### Aim
Leave out any pictures and transcribe all other data below exactly.

### Record set
┌──

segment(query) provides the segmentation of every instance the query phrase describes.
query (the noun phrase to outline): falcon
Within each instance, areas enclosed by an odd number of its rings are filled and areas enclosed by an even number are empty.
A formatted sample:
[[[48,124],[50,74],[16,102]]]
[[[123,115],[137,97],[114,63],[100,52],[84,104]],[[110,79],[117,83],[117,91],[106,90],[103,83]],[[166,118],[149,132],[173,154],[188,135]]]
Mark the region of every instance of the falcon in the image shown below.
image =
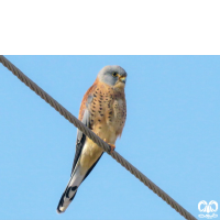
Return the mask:
[[[124,87],[127,72],[120,66],[105,66],[94,85],[85,94],[78,119],[114,150],[127,119]],[[76,152],[70,179],[58,202],[57,212],[64,212],[103,154],[103,150],[77,130]]]

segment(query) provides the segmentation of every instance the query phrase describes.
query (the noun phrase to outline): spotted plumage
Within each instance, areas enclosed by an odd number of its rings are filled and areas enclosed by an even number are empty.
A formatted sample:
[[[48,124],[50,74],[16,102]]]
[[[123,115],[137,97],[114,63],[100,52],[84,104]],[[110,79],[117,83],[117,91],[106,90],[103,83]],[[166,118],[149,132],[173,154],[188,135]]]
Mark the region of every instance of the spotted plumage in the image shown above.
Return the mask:
[[[81,101],[78,119],[99,138],[114,147],[125,119],[127,73],[120,66],[106,66]],[[59,200],[57,212],[64,212],[76,196],[79,185],[100,160],[103,150],[77,130],[76,152],[69,183]]]

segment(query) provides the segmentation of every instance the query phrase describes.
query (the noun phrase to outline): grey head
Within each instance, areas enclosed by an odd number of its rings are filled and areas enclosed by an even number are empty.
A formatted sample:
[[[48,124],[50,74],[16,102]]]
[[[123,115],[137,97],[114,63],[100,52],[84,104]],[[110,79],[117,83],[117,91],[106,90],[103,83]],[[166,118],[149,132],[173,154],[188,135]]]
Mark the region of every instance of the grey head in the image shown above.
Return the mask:
[[[127,72],[121,66],[105,66],[99,72],[98,78],[100,81],[109,86],[121,85],[124,87],[127,81]]]

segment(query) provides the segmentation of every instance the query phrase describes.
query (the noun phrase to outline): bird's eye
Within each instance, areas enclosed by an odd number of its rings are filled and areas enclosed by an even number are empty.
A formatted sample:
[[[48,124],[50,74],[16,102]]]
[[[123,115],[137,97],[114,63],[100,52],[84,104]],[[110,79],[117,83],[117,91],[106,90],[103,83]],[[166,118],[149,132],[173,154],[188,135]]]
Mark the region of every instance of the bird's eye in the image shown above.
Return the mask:
[[[118,73],[117,73],[117,72],[114,72],[114,73],[112,74],[112,76],[113,76],[113,77],[117,77],[117,76],[118,76]]]

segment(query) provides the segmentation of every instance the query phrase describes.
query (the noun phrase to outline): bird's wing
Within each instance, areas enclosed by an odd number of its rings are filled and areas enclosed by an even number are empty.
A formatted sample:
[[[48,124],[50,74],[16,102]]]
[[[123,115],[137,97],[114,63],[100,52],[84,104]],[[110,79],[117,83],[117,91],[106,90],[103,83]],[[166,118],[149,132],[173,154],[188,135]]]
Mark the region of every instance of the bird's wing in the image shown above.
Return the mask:
[[[81,101],[81,106],[80,106],[80,110],[79,110],[79,120],[89,129],[91,129],[90,127],[90,111],[89,111],[89,106],[94,99],[94,91],[96,89],[96,84],[94,84],[88,91],[85,94],[84,99]],[[81,151],[84,148],[84,145],[86,143],[86,135],[77,129],[77,140],[76,140],[76,153],[75,153],[75,158],[74,158],[74,164],[73,164],[73,168],[72,168],[72,174],[76,168],[77,162],[80,158],[81,155]],[[101,154],[102,155],[102,154]],[[100,155],[100,157],[101,157]],[[88,169],[88,172],[86,173],[85,178],[89,175],[89,173],[92,170],[92,168],[96,166],[96,164],[98,163],[98,161],[100,160],[100,157],[96,161],[96,163]]]

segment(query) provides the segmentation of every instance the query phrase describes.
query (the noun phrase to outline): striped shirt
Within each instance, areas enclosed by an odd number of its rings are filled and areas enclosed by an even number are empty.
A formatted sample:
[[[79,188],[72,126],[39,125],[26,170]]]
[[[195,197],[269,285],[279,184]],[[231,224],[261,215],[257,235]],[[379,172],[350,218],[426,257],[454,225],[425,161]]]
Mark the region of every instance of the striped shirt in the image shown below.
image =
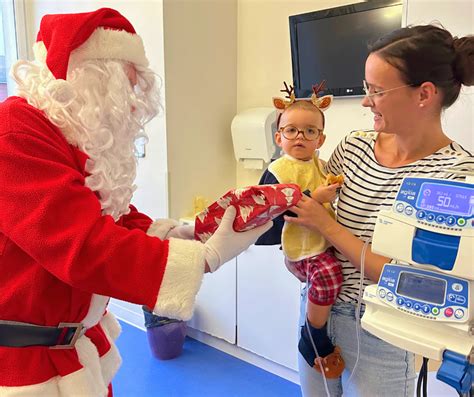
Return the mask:
[[[465,176],[446,169],[474,170],[473,155],[455,142],[414,163],[397,168],[384,167],[375,159],[376,137],[377,133],[373,131],[350,133],[339,143],[326,164],[327,172],[344,175],[337,202],[337,221],[363,241],[372,240],[378,212],[391,207],[404,177],[464,180]],[[344,274],[338,301],[357,301],[360,272],[337,251],[336,257]],[[372,283],[364,279],[364,287]]]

└──

### Result of this exercise
segment(query) provides the segmentation of every instance the query phrase describes.
query (the noun phrase to outline): falcon
Within each instance, areas enclosed by an odd number of its rings are filled and areas enclosed by an even number are empty.
A formatted sample:
[[[48,124],[50,74],[16,102]]]
[[[123,115],[137,97],[114,63],[100,52],[84,104]],[[110,79],[117,83],[117,91],[106,90],[103,83]],[[166,118],[149,132],[173,154],[188,135]]]
Mark the region of every instance of the falcon in the image shown below.
image =
Return the mask:
[[[124,87],[127,72],[120,66],[105,66],[94,85],[85,94],[78,119],[114,150],[127,119]],[[76,152],[70,179],[58,202],[57,212],[64,212],[103,154],[103,150],[77,130]]]

segment(query) provides the segmentation of every instance the query phrase describes.
query (the noun phrase to outline): spotted plumage
Within each instance, areas enclosed by an odd number of its rings are filled and areas enclosed by an even number are empty.
A formatted sample:
[[[48,124],[50,74],[16,102]]]
[[[123,115],[137,97],[114,63],[100,52],[84,104]],[[110,79],[117,83],[117,91],[106,90],[103,83]],[[166,118],[149,132],[173,154],[188,135]]]
Mark the region of every instance of the spotted plumage in the image shown above.
Return the mask:
[[[81,101],[78,119],[99,138],[114,147],[125,119],[127,73],[120,66],[106,66]],[[59,200],[57,212],[64,212],[76,196],[79,185],[100,160],[103,150],[77,130],[76,152],[69,183]]]

segment(query) provides the segmentation of every instance the query phrase describes.
query (the noun phrase to outline): grey head
Within each instance, areas enclosed by an odd number of its rings are filled and areas enclosed by an even number are empty.
A formatted sample:
[[[48,124],[50,74],[16,102]]]
[[[123,115],[137,97],[114,63],[100,52],[84,104]],[[110,79],[117,83],[117,91],[106,90],[103,83]],[[166,118],[149,132],[173,154],[188,135]]]
Mark the region of every instance of the grey head in the image shown above.
Return the mask:
[[[127,72],[121,66],[105,66],[99,72],[98,78],[100,81],[109,86],[121,85],[124,87],[127,81]]]

segment(query) provides the segmentation of every instance the query phrase describes.
query (the noun phrase to outline): bird's eye
Within each instance, areas enclosed by an odd number of its rings are filled and areas enclosed by an even number are empty.
A formatted sample:
[[[48,124],[50,74],[16,102]]]
[[[123,115],[137,97],[114,63],[100,52],[84,104]],[[110,79],[117,83],[117,91],[106,90],[103,83]],[[166,118],[149,132],[173,154],[188,135]]]
Mark the region of every instance of the bird's eye in the image shown above.
Return the mask:
[[[118,73],[117,73],[117,72],[114,72],[114,73],[112,74],[112,76],[113,76],[113,77],[117,77],[117,76],[118,76]]]

segment(query) provides the segmentation of every instance the query phrase describes.
query (the noun phrase to outline): bird's wing
Within each instance, areas enclosed by an odd number of its rings are filled and areas enclosed by an even number are empty.
A formatted sample:
[[[48,124],[50,74],[16,102]]]
[[[123,115],[137,97],[114,63],[100,52],[84,104]],[[110,79],[117,83],[117,91],[106,90],[103,83]],[[166,118],[149,132],[173,154],[188,135]]]
Mark the region of every instance of the bird's wing in the image shown above.
Return the mask:
[[[81,101],[81,106],[80,106],[80,110],[79,110],[79,120],[89,129],[91,129],[90,127],[90,111],[89,111],[89,106],[94,99],[94,91],[96,89],[96,84],[94,84],[88,91],[85,94],[84,99]],[[81,151],[84,148],[84,145],[86,143],[86,135],[77,129],[77,140],[76,140],[76,153],[75,153],[75,158],[74,158],[74,164],[73,164],[73,168],[72,168],[72,174],[76,168],[77,162],[80,158],[81,155]],[[101,154],[102,155],[102,154]],[[100,155],[100,157],[101,157]],[[88,169],[88,172],[86,173],[85,178],[89,175],[89,173],[92,170],[92,168],[96,166],[96,164],[98,163],[98,161],[100,160],[100,157],[96,161],[96,163]]]

segment(query) provides the segmentation of every instance the query phrase describes.
query (the noun phrase to outline): striped shirt
Within each instance, areas enclosed by an odd number of its rings are filled and areas enclosed by an even number are empty.
A formatted sample:
[[[79,188],[72,126],[39,125],[26,170]]]
[[[195,197],[269,285],[279,184]],[[231,224],[261,215],[257,235]],[[379,172],[350,218],[426,257],[454,225],[425,161]]]
Mark the region of every instance of the striped shirt in the image shown below.
image =
Return the mask:
[[[465,176],[446,169],[474,170],[473,155],[455,142],[414,163],[397,168],[384,167],[375,159],[376,137],[377,133],[373,131],[350,133],[339,143],[326,164],[327,172],[344,175],[337,202],[337,221],[363,241],[372,240],[378,212],[391,207],[404,177],[464,180]],[[344,274],[338,301],[357,301],[360,272],[337,251],[336,257]],[[372,283],[364,279],[364,287]]]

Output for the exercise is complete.